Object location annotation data
START

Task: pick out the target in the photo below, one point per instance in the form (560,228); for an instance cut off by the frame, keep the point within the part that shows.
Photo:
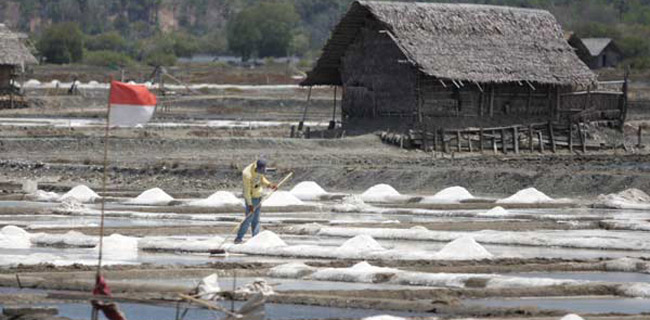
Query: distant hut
(447,65)
(14,57)
(597,53)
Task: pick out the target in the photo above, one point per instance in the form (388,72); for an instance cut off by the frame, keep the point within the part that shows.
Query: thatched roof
(12,49)
(595,46)
(475,43)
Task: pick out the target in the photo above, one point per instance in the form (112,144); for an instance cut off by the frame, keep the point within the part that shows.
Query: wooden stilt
(530,139)
(551,135)
(504,145)
(515,139)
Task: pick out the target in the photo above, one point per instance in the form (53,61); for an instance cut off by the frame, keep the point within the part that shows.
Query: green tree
(265,29)
(61,43)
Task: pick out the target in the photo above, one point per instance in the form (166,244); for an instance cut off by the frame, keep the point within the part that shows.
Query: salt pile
(380,193)
(572,317)
(449,195)
(218,199)
(264,240)
(208,287)
(119,247)
(12,237)
(628,199)
(464,248)
(282,199)
(495,212)
(308,190)
(292,270)
(81,193)
(361,243)
(530,195)
(41,195)
(155,196)
(360,272)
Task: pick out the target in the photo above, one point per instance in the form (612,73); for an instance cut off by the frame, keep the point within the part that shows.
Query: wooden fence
(539,137)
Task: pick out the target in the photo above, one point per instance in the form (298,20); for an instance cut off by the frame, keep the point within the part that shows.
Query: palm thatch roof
(595,46)
(12,49)
(467,42)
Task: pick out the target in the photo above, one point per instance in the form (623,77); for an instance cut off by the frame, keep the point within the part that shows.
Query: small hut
(597,53)
(402,65)
(14,57)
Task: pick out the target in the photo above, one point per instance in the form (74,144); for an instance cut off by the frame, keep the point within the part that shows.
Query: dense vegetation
(158,31)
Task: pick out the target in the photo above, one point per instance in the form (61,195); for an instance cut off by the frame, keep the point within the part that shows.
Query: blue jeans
(252,219)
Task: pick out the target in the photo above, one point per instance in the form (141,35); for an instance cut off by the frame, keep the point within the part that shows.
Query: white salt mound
(218,199)
(380,193)
(449,195)
(464,248)
(12,237)
(495,212)
(282,199)
(208,287)
(361,243)
(119,247)
(81,193)
(572,317)
(155,196)
(308,190)
(265,239)
(530,195)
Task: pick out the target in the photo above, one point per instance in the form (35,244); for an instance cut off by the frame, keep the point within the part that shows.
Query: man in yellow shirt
(254,182)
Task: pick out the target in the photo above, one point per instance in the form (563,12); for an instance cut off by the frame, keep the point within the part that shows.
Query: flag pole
(105,177)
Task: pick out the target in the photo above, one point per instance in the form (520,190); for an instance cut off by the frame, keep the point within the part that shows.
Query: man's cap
(261,165)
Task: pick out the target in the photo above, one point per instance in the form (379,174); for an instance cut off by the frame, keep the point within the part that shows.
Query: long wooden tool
(218,250)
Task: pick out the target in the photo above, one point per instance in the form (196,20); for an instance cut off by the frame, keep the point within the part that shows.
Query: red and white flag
(130,105)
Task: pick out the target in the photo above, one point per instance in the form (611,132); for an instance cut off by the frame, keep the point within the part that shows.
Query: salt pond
(273,311)
(574,304)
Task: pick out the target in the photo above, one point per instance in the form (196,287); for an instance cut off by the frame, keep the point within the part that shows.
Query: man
(254,180)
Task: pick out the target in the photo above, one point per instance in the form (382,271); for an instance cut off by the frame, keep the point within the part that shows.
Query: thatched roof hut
(13,51)
(466,42)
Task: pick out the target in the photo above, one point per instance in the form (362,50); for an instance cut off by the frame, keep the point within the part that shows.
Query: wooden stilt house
(402,65)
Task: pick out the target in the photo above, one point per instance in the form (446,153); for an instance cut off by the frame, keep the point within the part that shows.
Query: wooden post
(530,138)
(491,100)
(551,136)
(571,137)
(504,146)
(530,101)
(469,142)
(332,125)
(515,139)
(434,132)
(445,144)
(304,113)
(481,139)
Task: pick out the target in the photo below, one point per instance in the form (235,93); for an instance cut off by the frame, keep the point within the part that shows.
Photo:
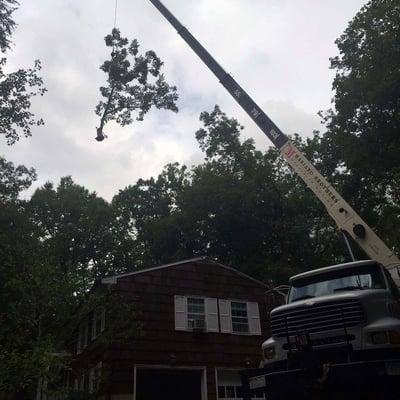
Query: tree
(135,83)
(366,119)
(241,206)
(363,129)
(16,88)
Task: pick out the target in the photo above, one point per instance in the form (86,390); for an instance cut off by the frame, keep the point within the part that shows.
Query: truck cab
(346,312)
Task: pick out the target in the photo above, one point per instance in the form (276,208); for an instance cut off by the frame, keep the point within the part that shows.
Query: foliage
(14,180)
(363,129)
(135,83)
(7,24)
(240,206)
(366,119)
(16,88)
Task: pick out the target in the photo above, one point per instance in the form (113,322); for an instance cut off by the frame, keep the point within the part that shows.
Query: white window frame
(226,317)
(95,377)
(83,335)
(244,318)
(98,315)
(203,315)
(209,315)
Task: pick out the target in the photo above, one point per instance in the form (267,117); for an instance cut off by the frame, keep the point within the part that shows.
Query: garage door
(168,384)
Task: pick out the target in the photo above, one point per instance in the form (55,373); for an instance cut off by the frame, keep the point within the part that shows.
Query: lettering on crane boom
(308,172)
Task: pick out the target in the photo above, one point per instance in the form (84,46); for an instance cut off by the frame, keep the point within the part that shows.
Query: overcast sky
(278,50)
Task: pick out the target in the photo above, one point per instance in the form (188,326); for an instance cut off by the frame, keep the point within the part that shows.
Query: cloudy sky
(278,50)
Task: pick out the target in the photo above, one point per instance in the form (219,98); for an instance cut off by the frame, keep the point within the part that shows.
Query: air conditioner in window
(197,325)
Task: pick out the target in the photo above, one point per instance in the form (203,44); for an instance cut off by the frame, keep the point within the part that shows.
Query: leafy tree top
(16,88)
(134,84)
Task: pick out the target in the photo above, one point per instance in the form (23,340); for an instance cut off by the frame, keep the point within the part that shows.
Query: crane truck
(338,336)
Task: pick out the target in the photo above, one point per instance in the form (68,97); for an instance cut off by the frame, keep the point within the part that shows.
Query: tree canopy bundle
(134,83)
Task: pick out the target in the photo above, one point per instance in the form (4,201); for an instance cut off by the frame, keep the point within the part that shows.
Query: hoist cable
(115,13)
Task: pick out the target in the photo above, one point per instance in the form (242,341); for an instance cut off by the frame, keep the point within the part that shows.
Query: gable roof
(111,280)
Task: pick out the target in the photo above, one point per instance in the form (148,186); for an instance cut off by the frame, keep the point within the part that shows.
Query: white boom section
(341,212)
(345,217)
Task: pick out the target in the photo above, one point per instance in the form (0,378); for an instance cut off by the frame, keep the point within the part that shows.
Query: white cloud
(277,49)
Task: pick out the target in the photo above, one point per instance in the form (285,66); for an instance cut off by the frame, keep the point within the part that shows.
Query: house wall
(160,344)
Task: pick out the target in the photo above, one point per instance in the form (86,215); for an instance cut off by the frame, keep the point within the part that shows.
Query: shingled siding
(159,343)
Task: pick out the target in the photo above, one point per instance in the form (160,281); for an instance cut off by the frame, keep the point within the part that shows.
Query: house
(200,322)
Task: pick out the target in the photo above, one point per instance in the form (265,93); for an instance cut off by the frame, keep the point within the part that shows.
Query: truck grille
(320,317)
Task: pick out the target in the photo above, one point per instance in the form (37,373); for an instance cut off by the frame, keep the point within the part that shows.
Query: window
(196,314)
(240,321)
(98,323)
(234,393)
(95,378)
(239,317)
(83,336)
(196,317)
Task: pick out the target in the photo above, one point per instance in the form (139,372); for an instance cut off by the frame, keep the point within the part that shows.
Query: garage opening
(156,384)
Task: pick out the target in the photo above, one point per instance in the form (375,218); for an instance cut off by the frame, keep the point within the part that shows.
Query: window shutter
(103,320)
(180,313)
(254,318)
(225,318)
(212,315)
(91,380)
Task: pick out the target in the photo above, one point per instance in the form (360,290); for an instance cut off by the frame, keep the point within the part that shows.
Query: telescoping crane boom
(346,218)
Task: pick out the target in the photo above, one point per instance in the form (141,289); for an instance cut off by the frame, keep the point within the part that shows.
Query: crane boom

END

**Short exercise**
Reproduce the final stretch of the data above: every line from the one holding "the form (265,93);" through the end, inclusive, exactly as written and nothing else.

**Solution to this problem**
Task: pick out the target in the photo above, one point per instance in the form (265,93); for an instance cut off by the frame, keep the point within the part that shows.
Query: truck grille
(320,317)
Task: pick out the target in the photo above, one point per instance in the form (37,373); for an instance cut off by the frame, keep the point within the part that shows.
Query: window
(196,314)
(240,321)
(98,323)
(234,393)
(95,378)
(239,317)
(83,336)
(196,317)
Task: pick out the target in the photo above, one point per instance in the form (139,372); for an instance cut off by the frame, keep the point within the part that shows.
Query: garage opening
(156,384)
Task: pick out the target in the photo above, one point per instance in the form (375,218); for an instance cut off by the frame, keep the point within the part that shows.
Query: window shutter
(103,320)
(180,313)
(254,318)
(225,318)
(212,315)
(91,380)
Task: pick out the target in the photo above, one point per instance in the form (360,290); for an instance cut off by the frame, keep the point within the part that shows.
Query: telescoping crane boom
(346,218)
Task: pick out the target in the photo above, one point per instance in the form (141,289); for an instance cut off by the frame, keep the point within the part that shows.
Query: crane boom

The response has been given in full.